** begin Given information **

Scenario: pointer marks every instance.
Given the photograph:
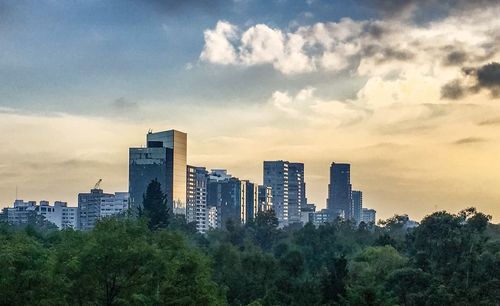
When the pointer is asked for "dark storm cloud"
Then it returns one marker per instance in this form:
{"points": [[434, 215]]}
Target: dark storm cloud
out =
{"points": [[455, 58], [485, 77], [469, 140]]}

** end Given information **

> **Task instructions**
Put the lines of all the items above into a JSON list of strings, one string per line, with blank lines skipped and the pictures left out.

> **Task answer**
[
  "Scenario: pointer marks every instance.",
  "Given the photograph:",
  "When the pointer is asked for \"dark storm cloud\"",
  "Then it returns one marker per instance in this form:",
  "{\"points\": [[434, 215]]}",
  "Target: dark storm cloud",
  "out =",
  "{\"points\": [[455, 58], [485, 77], [469, 140]]}"
]